[Collected data]
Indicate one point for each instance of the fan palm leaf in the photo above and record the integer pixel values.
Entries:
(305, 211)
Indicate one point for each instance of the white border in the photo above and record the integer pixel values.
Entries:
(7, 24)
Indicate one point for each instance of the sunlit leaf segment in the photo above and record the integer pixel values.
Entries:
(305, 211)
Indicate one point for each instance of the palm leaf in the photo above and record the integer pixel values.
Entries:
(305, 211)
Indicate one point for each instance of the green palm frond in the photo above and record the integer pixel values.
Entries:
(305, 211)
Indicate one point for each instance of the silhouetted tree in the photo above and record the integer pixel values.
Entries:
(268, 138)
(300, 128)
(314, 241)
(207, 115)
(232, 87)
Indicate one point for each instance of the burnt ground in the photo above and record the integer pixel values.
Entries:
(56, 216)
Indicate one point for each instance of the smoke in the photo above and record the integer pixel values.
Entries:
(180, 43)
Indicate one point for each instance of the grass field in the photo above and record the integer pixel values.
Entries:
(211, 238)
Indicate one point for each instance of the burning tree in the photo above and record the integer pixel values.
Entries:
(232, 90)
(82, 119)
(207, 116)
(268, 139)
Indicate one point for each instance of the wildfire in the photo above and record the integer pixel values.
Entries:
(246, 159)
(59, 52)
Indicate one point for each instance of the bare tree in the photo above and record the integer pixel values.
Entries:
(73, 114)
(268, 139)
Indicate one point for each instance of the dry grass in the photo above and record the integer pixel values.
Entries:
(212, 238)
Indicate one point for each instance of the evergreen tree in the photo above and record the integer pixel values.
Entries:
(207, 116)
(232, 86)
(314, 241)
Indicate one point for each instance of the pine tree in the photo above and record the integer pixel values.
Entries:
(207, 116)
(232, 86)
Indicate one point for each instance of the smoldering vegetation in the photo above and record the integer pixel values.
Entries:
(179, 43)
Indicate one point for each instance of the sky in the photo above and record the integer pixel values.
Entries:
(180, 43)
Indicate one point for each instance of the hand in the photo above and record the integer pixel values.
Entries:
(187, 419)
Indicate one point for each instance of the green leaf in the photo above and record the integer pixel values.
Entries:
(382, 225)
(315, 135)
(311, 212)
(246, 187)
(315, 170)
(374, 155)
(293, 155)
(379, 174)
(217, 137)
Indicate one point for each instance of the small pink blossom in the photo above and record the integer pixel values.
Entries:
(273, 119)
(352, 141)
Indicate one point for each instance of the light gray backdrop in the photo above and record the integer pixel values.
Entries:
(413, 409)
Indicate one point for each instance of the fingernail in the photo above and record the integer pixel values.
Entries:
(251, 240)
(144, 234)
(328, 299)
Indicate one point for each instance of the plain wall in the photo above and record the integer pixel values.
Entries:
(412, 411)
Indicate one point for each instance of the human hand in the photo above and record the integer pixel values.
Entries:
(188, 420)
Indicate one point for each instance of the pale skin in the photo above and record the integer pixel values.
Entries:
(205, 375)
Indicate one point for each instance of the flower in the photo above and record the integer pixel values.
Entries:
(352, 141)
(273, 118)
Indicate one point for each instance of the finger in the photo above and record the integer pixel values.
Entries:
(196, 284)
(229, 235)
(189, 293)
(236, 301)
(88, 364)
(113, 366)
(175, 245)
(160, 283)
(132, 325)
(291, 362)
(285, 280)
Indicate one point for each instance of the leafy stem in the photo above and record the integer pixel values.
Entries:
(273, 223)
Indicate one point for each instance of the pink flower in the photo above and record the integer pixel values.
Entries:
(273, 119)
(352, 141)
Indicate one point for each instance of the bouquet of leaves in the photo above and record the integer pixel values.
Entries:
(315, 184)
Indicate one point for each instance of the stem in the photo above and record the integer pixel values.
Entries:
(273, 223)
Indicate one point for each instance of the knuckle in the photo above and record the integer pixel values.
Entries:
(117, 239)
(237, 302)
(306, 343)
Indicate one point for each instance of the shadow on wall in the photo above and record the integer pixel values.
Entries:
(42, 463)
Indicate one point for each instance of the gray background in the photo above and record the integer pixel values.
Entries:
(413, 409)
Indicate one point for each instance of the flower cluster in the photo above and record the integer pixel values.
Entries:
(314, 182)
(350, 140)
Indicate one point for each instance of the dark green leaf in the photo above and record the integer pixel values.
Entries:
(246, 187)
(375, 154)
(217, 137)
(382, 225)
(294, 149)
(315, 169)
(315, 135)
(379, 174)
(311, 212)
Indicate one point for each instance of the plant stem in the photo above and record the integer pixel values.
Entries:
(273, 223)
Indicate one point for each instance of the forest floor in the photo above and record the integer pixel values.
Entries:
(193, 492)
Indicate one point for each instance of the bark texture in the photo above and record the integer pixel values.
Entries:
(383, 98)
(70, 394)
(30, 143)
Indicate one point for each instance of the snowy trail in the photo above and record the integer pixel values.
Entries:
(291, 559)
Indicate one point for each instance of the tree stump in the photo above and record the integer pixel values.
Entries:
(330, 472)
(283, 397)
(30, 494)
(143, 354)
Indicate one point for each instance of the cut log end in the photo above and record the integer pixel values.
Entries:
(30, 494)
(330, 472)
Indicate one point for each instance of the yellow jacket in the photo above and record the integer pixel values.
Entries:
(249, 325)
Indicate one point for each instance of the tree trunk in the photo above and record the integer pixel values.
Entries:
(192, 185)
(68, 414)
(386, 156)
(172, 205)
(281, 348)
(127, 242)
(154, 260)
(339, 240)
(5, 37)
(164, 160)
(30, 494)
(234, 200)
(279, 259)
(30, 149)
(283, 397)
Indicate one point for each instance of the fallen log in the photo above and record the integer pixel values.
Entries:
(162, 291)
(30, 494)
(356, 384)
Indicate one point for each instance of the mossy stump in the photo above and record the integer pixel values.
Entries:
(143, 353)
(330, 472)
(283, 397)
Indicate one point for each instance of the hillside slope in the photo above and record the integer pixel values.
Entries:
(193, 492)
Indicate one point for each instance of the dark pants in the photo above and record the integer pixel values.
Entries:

• Problem description
Scan the data above for the word "wall" and report every line where it is found.

• Expected output
Indicate one point for each instance of the plain wall in the photo above and record the integer pixel values.
Indicate one point for each instance of the shadow on wall in the photo above and record the integer pixel values.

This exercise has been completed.